[Aim] Give the lines below, from the one containing "Point to the silver" through the one containing "(1018, 249)", as a numbered list with blank lines omitted.

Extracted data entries

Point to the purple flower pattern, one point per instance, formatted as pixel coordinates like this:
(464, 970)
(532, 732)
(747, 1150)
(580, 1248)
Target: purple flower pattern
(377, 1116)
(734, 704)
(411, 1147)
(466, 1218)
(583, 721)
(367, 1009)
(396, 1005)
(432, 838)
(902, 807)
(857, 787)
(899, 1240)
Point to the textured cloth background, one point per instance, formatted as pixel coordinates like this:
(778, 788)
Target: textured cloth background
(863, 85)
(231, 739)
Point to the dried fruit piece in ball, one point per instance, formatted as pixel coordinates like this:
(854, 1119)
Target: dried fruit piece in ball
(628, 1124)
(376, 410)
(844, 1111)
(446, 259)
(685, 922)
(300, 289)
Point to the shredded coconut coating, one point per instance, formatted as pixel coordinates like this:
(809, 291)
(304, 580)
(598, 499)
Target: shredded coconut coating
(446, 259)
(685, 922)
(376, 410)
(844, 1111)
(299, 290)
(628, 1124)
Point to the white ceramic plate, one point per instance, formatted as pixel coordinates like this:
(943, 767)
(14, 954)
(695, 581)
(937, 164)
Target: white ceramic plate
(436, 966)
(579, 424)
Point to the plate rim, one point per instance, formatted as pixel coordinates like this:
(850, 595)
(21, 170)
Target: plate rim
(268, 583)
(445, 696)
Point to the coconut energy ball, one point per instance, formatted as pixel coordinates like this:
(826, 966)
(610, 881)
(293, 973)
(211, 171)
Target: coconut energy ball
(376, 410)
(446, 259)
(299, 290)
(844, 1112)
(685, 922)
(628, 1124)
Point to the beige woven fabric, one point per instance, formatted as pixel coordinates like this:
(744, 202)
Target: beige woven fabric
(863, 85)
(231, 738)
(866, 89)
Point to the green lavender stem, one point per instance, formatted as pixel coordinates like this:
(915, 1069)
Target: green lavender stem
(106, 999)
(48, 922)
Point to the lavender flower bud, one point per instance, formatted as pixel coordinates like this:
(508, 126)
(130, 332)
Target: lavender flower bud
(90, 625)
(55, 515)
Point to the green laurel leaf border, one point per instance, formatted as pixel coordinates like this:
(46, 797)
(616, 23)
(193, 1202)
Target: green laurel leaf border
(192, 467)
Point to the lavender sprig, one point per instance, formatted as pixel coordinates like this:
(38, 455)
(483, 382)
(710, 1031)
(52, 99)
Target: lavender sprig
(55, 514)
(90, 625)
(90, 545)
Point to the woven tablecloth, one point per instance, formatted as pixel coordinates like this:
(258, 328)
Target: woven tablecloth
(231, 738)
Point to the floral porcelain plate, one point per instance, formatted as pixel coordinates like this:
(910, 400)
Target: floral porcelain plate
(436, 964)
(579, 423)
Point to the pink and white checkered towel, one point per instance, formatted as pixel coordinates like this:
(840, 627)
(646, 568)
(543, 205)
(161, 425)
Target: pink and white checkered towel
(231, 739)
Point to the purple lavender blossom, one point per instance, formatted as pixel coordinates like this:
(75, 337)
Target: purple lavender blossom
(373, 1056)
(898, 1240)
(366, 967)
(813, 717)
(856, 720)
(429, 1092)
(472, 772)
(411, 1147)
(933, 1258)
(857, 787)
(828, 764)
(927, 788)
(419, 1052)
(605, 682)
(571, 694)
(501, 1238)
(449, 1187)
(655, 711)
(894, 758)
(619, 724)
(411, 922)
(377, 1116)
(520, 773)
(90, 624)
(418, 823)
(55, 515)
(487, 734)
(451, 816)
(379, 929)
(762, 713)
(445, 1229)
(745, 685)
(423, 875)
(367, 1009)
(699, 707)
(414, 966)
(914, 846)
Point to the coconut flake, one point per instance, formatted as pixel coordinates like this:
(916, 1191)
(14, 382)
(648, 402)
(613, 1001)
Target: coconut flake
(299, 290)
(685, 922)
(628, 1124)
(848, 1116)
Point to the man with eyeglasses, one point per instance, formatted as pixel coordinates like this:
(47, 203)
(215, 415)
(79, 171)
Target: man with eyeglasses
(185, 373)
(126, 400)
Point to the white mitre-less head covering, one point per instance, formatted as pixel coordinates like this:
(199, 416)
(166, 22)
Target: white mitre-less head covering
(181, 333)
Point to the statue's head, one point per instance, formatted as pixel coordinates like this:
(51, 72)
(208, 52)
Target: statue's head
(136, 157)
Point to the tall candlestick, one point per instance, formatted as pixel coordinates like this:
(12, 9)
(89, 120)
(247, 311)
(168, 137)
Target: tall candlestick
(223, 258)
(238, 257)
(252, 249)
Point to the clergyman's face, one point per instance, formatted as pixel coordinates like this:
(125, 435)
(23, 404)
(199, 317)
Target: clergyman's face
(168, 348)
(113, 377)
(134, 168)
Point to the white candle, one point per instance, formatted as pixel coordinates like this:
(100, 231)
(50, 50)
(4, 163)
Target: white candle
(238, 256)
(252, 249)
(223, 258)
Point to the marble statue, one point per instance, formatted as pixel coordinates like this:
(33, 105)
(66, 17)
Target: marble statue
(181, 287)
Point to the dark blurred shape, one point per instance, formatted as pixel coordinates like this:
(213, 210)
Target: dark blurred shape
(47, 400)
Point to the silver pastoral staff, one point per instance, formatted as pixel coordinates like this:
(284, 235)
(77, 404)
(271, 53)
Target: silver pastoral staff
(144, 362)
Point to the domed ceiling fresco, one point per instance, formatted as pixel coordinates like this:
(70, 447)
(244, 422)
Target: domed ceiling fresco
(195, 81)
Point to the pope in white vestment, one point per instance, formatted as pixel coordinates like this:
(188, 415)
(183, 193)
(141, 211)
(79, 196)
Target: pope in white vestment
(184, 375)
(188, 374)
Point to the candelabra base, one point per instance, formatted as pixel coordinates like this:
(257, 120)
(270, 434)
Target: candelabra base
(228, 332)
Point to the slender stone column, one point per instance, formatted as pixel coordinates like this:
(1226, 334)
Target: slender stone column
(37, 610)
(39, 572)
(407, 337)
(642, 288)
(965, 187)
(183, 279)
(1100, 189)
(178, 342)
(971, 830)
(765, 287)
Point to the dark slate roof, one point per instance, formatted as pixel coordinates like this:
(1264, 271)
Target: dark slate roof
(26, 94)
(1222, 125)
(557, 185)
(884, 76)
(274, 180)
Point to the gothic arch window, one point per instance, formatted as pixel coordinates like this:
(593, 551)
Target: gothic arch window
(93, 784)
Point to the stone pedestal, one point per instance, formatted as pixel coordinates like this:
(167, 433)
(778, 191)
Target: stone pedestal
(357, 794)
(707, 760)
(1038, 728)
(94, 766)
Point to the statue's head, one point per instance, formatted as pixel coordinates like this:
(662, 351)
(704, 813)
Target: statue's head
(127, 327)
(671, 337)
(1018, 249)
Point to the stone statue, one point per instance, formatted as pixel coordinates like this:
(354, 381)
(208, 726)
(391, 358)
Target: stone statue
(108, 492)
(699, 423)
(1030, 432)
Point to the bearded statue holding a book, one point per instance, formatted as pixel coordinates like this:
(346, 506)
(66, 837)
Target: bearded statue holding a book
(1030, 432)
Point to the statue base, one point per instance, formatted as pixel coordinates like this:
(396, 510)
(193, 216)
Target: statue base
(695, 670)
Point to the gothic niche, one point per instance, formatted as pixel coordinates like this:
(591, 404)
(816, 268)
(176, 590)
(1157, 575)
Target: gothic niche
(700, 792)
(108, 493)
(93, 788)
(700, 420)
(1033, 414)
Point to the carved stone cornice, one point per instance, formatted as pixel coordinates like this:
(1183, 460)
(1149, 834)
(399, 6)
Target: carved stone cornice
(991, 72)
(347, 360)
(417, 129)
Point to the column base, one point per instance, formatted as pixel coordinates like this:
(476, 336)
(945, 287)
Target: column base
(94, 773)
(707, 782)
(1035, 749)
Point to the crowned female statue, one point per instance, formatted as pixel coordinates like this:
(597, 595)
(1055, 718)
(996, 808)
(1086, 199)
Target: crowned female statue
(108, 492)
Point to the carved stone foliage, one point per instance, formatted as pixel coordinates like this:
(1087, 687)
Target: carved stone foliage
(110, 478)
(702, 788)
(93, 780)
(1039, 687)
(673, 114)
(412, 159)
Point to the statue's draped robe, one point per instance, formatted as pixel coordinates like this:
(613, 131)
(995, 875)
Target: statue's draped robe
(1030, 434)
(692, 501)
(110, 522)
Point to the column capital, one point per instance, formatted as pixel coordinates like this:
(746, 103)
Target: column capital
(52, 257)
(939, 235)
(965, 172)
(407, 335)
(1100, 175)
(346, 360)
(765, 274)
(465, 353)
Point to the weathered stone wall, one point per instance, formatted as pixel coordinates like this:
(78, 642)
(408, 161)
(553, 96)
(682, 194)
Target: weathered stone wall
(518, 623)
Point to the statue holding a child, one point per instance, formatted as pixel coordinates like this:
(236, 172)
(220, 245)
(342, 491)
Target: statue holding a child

[Answer below]
1. Point to the silver pastoral staff, one point per instance, formatted as pixel coordinates like this:
2. (284, 235)
3. (77, 404)
4. (271, 53)
5. Target: silver pastoral staff
6. (144, 362)
7. Point to the domed ceiling fresco, one point per instance, formatted as pixel coordinates like this:
8. (70, 447)
9. (244, 422)
10. Target: domed ceiling fresco
11. (195, 81)
12. Point to the pope in white vestment, one point per instance, formatted as pixel coordinates like this:
13. (188, 415)
14. (183, 193)
15. (141, 211)
16. (79, 196)
17. Target: pope in white vestment
18. (184, 375)
19. (188, 374)
20. Point to the candelabra base, one point per instance, formatted as pixel coordinates like this:
21. (257, 120)
22. (270, 434)
23. Target: candelabra base
24. (228, 332)
25. Point to the slender stone column, one point per instance, formatted as pixel coordinates like this:
26. (1226, 334)
27. Target: slender stone column
28. (37, 610)
29. (39, 572)
30. (407, 337)
31. (642, 288)
32. (965, 187)
33. (183, 279)
34. (1100, 189)
35. (178, 342)
36. (971, 830)
37. (765, 287)
38. Point to the dark slate roof, one point per instance, formatted as pixel coordinates like this:
39. (1264, 271)
40. Target: dark slate roof
41. (26, 94)
42. (1222, 125)
43. (557, 185)
44. (884, 76)
45. (274, 180)
46. Point to the gothic arch window, one point per instance, formatted as pixel coordinates like this:
47. (593, 551)
48. Target: gothic arch window
49. (93, 784)
50. Point to the stone pedestal, one point per instance, formatted as pixel coordinates like this:
51. (167, 433)
52. (778, 191)
53. Target: stone pedestal
54. (357, 794)
55. (707, 760)
56. (1038, 728)
57. (94, 766)
58. Point to the statue's head, one point per instance, formatted as pixel coordinates like this:
59. (662, 351)
60. (704, 813)
61. Target: statue's head
62. (127, 327)
63. (671, 337)
64. (1018, 249)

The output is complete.